▶ **Document**:
Blocked Canonical Gmails - Issue

It seems that some spammers that have their gmail blocked are getting through with period variations despite having the canonical version of their email blocked.

E.g.
examplemailaddress@gmail.com is blocked
e.x.a.m.pl.e.m.ai.lad.dre.ss@gmail.com is getting through

It seems that the blocking is still working, just not entirely, as I’m still seeing regular matches against the record in logs → screened emails, but not for all combinations. The user was able to make a few hundred accounts today using the same blocked gmail.

The gmail dot variations they are using seem to be between 6 and 14 periods, the email length is 19 (before @), they aren’t using + variations (or all of those variations are being blocked successfully).

Might be relevant, I have levenshtein distance spammer emails set to 3 (default is 2). Discourse was recently updated from 2.6.x to 2.7.1 stable.

2 Likes

Hmm, I forget where we landed on this one @sam, but that would possibly be a bug, since you said

This means that if evil.person+77@gmail.com gets blocked we will go ahead and block evilperson@gmail.com instead. Then when e.v.i.l.person@gmail.com tries to sneak in they will be blocked due to canonical matching.

3 Likes

So what happens when sara.hanson@ does something awful and and sarah.anson@ gets caught in the crossfire? This is just like how I’m not sure joe98@ and joe99@ could be considered the same email address either. I suppose this depends upon the membership of the community and the level of manual discretion used in the matching process.

“Plus addressing” at least refers to a folder belonging to the mailbox of the same email address (given that everything before the “+” is the same).

Perhaps combat registration by IP range? All of this depends upon how sophisticated the spammers are. Coming here from the Let’s Encrypt community, we have a tracking thread over there detailing some pretty broad spamming tactics that have been attempted. We’ve even had people provide actual technical help before spamming weeks later.

1 Like

Not possible; those are the same account from gmail’s perspective, so they’d be the same person.

6 Likes

Interesting. I never realized that gmail actually made that distinction. Learned more than a few new things today. I wonder why they would do that? :thinking: Seems like it would eat up a fair amount of real estate. Are gmail addresses the only concern here?

▶ **Exercise instructions**:
1. In the forum thread about blocked Gmail addresses, what Discourse version was the site recently updated to?
2. Pull out the lines of the records word for word, starting at the line that contains "Target = man's eyebrow" and continuing through the last line of the records.

▶ **Records**:

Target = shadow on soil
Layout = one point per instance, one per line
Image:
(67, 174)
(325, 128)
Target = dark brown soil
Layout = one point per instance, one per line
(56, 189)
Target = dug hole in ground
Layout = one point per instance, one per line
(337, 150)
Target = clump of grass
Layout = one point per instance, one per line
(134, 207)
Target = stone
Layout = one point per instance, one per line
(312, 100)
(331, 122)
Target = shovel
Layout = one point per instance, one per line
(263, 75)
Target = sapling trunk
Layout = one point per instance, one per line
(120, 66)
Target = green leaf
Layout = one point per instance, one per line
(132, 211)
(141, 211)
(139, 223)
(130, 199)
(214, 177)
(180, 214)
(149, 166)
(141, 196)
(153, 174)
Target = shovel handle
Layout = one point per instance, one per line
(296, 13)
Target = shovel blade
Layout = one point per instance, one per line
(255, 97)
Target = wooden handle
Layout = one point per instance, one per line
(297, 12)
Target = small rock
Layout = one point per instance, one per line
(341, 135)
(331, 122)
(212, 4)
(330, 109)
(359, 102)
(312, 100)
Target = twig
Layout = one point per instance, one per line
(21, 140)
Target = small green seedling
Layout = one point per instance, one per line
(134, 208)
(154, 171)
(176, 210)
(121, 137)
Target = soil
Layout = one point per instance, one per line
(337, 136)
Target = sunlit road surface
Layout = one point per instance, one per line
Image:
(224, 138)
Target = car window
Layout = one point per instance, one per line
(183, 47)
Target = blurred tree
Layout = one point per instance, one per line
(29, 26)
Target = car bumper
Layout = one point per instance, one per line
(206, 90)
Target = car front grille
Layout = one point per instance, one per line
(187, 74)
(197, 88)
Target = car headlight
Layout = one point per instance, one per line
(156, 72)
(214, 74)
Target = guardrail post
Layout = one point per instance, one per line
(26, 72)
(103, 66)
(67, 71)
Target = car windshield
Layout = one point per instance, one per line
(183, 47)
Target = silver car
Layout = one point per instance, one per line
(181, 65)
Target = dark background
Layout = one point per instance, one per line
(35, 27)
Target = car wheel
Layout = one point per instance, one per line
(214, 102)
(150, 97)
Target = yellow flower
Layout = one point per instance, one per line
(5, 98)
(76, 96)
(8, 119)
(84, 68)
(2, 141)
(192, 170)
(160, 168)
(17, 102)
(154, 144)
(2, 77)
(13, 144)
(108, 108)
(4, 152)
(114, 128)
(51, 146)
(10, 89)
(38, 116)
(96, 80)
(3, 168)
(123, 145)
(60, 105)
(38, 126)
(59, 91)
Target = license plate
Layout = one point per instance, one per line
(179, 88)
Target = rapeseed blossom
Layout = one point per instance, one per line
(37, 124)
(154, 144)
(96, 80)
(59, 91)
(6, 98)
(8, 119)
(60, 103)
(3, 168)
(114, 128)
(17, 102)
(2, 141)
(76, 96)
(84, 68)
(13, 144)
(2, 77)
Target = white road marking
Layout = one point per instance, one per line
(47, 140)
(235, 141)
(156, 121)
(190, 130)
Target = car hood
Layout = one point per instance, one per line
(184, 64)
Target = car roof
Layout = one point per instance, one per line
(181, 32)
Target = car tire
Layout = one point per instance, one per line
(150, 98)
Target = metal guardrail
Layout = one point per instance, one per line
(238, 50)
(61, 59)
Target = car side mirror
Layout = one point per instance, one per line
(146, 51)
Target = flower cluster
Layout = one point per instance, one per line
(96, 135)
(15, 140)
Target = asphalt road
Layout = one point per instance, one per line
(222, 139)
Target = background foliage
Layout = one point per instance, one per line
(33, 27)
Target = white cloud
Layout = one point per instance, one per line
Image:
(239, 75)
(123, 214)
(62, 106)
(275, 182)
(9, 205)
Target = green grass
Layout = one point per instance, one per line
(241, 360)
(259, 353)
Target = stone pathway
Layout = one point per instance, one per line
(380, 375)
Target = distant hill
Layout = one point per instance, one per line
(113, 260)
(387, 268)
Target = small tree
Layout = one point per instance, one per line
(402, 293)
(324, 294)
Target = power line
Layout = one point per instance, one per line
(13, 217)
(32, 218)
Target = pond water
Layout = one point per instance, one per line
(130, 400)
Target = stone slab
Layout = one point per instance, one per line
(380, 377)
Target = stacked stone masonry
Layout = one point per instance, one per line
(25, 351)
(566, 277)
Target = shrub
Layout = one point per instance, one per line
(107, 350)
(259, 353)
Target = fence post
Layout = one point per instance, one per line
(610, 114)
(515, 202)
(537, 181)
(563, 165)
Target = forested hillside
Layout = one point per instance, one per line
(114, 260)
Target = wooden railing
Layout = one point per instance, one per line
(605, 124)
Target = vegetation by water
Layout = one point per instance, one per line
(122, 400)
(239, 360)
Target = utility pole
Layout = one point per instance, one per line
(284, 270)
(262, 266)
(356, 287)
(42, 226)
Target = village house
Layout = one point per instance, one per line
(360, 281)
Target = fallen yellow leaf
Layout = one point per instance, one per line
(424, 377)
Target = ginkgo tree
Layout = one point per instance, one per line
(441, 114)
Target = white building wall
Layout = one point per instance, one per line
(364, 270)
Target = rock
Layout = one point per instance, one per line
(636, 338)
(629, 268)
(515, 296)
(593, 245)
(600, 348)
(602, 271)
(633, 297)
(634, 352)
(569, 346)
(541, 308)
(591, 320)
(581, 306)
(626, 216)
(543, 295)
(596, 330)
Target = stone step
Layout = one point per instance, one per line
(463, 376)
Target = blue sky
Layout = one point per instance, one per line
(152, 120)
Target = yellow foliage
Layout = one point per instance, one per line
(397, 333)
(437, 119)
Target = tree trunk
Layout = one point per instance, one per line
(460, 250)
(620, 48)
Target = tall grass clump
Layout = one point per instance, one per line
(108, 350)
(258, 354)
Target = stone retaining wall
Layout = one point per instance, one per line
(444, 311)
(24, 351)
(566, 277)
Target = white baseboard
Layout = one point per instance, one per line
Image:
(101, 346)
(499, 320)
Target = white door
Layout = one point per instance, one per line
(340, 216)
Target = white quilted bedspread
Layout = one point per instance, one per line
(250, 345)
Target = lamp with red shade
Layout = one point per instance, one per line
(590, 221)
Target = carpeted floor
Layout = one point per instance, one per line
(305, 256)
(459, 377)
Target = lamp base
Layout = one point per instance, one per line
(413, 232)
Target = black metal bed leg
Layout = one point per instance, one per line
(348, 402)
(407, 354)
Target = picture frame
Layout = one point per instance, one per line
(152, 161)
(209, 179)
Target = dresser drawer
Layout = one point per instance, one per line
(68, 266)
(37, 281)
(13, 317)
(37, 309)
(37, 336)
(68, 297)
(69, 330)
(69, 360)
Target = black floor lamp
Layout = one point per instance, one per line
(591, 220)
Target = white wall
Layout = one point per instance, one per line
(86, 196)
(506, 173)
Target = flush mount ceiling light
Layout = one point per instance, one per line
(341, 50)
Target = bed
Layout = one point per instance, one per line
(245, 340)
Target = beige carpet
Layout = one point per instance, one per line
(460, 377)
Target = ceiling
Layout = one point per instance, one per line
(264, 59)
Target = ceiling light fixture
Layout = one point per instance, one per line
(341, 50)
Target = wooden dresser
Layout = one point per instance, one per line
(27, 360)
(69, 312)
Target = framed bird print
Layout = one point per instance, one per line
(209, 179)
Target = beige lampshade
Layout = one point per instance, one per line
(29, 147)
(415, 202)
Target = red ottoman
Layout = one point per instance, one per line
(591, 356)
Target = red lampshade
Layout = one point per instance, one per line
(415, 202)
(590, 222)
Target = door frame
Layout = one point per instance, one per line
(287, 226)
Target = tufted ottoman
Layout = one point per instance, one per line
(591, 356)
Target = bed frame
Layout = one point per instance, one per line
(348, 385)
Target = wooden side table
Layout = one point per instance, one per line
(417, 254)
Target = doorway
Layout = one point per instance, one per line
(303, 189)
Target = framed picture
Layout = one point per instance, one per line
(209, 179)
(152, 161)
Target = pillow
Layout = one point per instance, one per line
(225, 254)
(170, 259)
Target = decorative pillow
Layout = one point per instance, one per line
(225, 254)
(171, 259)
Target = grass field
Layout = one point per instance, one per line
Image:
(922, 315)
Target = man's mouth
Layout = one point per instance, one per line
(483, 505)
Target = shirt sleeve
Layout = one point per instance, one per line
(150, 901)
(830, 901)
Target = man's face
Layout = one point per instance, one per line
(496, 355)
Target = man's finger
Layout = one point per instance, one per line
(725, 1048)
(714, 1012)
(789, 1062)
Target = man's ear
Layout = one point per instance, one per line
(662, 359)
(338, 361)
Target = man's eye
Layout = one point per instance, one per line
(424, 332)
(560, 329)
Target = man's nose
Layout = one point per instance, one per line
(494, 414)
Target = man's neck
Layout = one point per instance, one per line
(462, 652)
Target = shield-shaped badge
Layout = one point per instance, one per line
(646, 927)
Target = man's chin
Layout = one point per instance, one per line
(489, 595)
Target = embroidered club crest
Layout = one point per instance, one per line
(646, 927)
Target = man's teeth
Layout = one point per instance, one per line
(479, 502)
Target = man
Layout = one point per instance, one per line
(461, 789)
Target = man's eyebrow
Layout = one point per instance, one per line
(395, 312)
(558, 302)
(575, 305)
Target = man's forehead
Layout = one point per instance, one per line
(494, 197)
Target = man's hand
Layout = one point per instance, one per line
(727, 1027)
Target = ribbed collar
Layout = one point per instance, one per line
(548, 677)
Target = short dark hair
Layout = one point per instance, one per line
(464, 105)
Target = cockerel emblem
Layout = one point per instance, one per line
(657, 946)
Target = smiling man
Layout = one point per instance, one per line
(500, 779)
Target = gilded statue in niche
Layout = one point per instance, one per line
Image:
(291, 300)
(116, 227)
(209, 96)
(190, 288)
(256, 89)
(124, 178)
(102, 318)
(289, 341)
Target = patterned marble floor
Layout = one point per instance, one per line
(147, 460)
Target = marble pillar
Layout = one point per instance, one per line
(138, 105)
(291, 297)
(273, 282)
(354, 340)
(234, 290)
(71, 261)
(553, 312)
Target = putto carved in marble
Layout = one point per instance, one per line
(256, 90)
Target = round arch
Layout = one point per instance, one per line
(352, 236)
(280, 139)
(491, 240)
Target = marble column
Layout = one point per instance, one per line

▶ **Outputs for the tasks**:
1. 2.7.1 stable, updated from 2.6.x.

2.
Target = man's eyebrow
Layout = one point per instance, one per line
(395, 312)
(558, 302)
(575, 305)
Target = man's forehead
Layout = one point per instance, one per line
(494, 197)
Target = man's hand
Layout = one point per instance, one per line
(727, 1027)
Target = ribbed collar
Layout = one point per instance, one per line
(548, 677)
Target = short dark hair
Layout = one point per instance, one per line
(464, 105)
Target = cockerel emblem
Layout = one point per instance, one per line
(657, 946)
Target = smiling man
Layout = one point per instance, one per line
(500, 779)
Target = gilded statue in niche
Layout = one point per instance, one per line
Image:
(291, 300)
(116, 227)
(209, 96)
(190, 288)
(256, 89)
(124, 178)
(102, 318)
(289, 341)
Target = patterned marble floor
Layout = one point per instance, one per line
(147, 460)
Target = marble pillar
Layout = one point per instance, one per line
(138, 105)
(291, 297)
(273, 282)
(354, 340)
(234, 290)
(71, 261)
(553, 312)
Target = putto carved in marble
Layout = one point per instance, one per line
(256, 90)
Target = round arch
Layout = one point per instance, one per line
(352, 236)
(280, 139)
(491, 240)
Target = marble column
Layout = one point per instance, one per line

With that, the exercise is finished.